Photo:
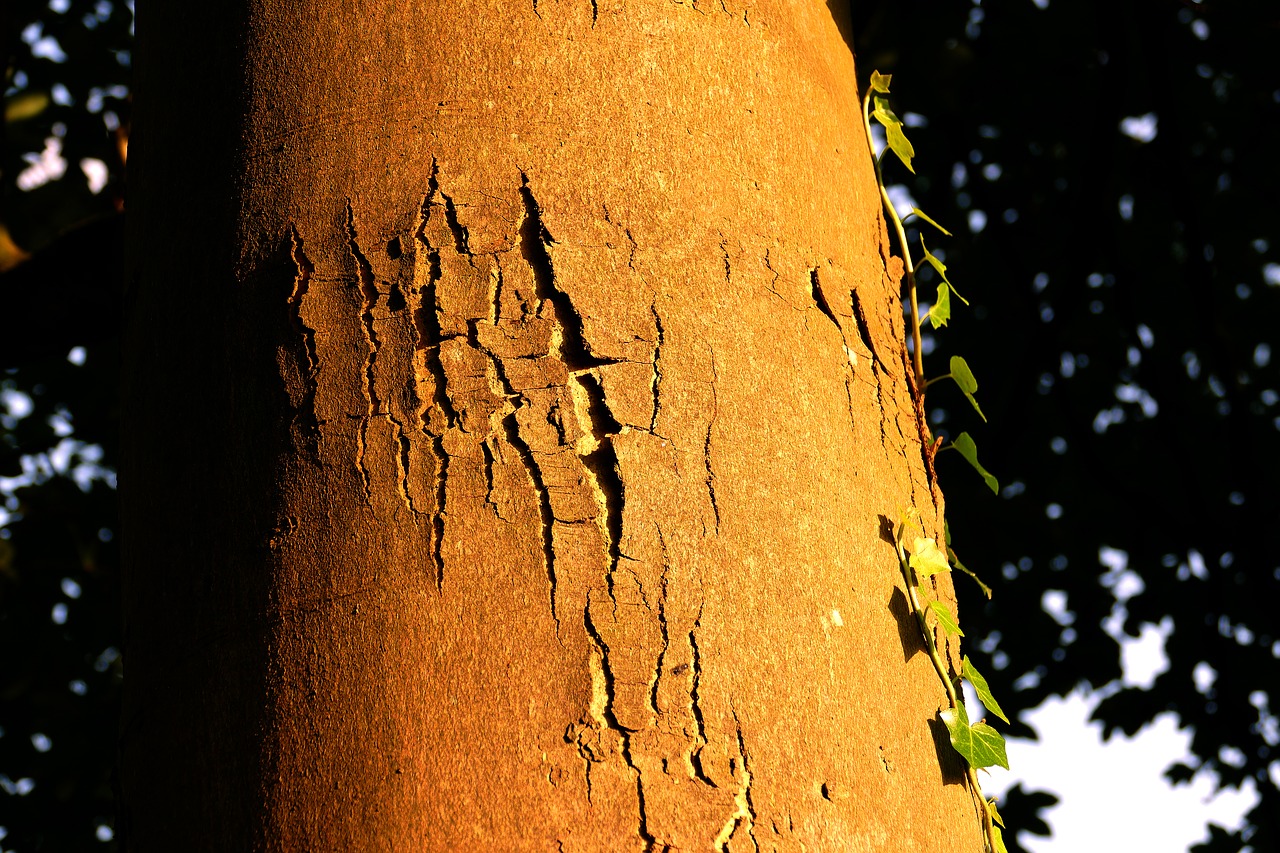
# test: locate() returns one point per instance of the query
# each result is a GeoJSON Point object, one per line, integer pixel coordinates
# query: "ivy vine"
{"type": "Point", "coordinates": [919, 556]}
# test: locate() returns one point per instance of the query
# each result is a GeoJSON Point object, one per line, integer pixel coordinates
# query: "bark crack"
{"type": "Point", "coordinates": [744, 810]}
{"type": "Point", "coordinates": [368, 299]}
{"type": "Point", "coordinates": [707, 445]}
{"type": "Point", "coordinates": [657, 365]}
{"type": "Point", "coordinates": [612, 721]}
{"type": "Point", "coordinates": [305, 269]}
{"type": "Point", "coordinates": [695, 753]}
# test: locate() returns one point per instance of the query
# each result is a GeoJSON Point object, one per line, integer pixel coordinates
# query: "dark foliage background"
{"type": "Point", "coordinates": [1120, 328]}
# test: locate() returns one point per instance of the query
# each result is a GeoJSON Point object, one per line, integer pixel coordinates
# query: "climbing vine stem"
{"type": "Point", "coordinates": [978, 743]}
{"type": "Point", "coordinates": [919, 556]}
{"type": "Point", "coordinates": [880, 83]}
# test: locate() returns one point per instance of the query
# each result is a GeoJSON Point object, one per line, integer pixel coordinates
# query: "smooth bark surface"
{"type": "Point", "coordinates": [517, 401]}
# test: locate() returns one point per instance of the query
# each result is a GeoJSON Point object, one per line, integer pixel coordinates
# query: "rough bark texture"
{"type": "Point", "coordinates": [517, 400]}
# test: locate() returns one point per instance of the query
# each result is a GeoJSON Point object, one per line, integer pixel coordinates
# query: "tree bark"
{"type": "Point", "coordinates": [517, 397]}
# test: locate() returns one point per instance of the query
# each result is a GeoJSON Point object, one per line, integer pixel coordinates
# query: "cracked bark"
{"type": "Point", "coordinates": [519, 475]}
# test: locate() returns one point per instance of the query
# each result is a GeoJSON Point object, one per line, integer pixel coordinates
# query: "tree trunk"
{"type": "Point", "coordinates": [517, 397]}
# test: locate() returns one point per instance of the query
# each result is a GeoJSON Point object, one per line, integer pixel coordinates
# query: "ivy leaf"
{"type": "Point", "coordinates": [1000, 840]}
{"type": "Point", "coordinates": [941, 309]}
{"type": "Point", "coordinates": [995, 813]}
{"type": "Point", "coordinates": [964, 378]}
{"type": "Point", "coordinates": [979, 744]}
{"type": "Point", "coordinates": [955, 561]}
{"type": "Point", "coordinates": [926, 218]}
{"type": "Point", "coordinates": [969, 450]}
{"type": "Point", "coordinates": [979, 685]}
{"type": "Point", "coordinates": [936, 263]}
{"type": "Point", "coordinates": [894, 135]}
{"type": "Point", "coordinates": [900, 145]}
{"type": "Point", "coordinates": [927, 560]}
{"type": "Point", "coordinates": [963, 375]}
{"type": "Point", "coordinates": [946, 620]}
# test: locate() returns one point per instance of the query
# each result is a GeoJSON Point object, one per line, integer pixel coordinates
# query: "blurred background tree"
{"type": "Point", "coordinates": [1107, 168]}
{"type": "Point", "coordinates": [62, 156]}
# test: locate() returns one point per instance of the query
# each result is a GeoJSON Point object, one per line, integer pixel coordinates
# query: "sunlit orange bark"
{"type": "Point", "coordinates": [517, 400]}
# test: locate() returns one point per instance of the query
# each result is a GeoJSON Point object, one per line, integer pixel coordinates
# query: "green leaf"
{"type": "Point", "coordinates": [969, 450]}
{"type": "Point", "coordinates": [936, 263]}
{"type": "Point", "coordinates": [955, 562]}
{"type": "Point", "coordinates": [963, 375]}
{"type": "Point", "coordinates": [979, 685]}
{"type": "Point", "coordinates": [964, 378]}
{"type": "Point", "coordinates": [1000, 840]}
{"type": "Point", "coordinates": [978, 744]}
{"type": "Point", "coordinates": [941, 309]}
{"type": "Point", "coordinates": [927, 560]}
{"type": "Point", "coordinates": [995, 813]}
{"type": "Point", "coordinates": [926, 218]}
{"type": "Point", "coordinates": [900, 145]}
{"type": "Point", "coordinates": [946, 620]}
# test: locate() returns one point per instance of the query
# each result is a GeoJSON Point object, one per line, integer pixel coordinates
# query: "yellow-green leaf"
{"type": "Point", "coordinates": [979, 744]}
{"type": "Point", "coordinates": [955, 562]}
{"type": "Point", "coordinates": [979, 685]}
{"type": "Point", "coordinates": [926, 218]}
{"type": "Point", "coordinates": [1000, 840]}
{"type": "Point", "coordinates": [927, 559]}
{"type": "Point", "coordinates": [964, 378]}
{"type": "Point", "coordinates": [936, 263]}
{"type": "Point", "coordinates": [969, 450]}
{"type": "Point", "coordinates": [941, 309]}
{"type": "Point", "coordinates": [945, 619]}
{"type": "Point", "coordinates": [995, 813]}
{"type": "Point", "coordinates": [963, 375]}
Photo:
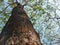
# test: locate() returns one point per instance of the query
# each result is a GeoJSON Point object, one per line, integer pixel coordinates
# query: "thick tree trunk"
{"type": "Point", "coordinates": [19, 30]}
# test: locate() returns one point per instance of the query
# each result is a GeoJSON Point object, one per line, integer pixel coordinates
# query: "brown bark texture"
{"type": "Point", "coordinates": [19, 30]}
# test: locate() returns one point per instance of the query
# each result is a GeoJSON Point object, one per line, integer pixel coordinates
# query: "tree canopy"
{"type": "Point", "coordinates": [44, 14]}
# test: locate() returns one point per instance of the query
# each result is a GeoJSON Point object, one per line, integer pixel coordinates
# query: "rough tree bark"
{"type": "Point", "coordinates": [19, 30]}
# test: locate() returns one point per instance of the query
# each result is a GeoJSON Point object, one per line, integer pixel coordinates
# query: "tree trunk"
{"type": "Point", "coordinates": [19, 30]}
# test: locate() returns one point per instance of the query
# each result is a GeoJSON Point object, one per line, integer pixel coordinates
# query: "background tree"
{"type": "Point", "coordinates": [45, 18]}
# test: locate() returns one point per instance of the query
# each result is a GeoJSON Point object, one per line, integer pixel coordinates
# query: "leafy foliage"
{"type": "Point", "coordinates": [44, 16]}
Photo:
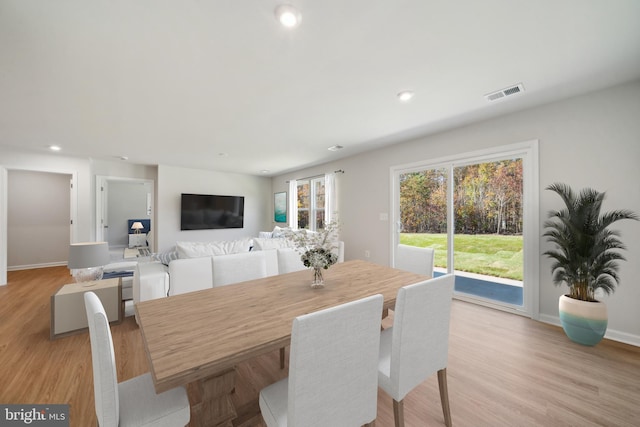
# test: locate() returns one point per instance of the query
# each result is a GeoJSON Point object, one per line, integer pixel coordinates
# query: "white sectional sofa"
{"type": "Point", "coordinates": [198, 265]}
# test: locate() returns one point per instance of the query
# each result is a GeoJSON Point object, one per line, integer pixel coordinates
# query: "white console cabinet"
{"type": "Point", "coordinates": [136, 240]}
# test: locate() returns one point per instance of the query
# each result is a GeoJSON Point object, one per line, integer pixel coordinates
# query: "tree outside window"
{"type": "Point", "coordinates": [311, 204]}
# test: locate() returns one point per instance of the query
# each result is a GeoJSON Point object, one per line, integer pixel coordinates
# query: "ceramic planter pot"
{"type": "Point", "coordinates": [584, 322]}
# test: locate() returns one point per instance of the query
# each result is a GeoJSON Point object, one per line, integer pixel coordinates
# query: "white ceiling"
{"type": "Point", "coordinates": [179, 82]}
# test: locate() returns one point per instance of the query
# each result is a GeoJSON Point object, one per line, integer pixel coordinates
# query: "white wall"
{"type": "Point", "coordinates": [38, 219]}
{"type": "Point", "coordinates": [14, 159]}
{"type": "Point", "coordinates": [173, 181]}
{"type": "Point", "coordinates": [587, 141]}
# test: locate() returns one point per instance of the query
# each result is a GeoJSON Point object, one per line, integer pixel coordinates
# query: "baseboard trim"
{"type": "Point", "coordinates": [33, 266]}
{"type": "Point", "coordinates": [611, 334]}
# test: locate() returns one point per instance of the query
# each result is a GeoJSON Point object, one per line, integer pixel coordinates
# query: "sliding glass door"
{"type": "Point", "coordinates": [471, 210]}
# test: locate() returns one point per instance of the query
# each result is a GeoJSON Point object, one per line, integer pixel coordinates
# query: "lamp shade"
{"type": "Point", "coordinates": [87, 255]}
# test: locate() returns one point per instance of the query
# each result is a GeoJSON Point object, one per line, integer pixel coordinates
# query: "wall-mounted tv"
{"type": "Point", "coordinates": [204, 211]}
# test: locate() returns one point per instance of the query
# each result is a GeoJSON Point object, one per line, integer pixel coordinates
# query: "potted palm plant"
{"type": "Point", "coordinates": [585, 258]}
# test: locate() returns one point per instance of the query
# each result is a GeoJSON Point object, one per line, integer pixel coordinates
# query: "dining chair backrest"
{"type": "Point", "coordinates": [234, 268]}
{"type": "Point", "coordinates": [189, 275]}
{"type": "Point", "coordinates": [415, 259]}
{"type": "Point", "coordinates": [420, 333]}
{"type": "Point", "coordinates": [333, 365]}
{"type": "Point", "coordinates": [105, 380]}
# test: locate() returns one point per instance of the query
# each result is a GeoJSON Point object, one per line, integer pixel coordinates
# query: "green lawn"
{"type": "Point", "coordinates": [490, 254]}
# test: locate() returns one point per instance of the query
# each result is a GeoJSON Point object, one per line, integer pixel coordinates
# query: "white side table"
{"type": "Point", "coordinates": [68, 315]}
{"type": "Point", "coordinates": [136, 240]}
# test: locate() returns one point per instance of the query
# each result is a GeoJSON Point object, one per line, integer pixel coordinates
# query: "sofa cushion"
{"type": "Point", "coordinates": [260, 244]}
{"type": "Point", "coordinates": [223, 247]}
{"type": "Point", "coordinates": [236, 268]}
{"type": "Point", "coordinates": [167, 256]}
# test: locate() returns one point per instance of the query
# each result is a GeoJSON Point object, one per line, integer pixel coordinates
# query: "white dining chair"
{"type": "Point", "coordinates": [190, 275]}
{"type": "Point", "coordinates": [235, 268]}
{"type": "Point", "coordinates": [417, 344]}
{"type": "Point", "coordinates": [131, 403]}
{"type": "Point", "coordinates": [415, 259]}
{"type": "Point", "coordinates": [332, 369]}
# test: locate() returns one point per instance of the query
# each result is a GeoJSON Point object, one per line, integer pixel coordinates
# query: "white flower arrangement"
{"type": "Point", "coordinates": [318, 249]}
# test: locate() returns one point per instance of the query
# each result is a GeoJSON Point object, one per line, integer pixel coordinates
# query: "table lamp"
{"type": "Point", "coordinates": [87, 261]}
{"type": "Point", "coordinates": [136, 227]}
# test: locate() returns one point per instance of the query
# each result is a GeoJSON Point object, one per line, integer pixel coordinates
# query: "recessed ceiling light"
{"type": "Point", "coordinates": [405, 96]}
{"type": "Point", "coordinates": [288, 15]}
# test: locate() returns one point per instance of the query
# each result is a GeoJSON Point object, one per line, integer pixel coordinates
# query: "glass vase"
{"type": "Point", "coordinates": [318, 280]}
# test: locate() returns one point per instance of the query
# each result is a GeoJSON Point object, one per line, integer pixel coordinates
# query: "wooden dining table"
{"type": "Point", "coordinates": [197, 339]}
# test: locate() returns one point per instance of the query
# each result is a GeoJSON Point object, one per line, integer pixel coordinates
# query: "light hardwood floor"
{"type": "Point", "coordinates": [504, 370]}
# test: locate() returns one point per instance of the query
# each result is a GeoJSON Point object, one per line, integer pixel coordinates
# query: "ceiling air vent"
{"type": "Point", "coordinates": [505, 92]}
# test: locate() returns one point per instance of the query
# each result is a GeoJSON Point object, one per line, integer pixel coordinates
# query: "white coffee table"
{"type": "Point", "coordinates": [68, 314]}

::::

__Required work__. Find each line in the entries above that contains the word "vine" and copy it out.

__Complete output__.
# query: "ivy vine"
# query: "climbing vine stem"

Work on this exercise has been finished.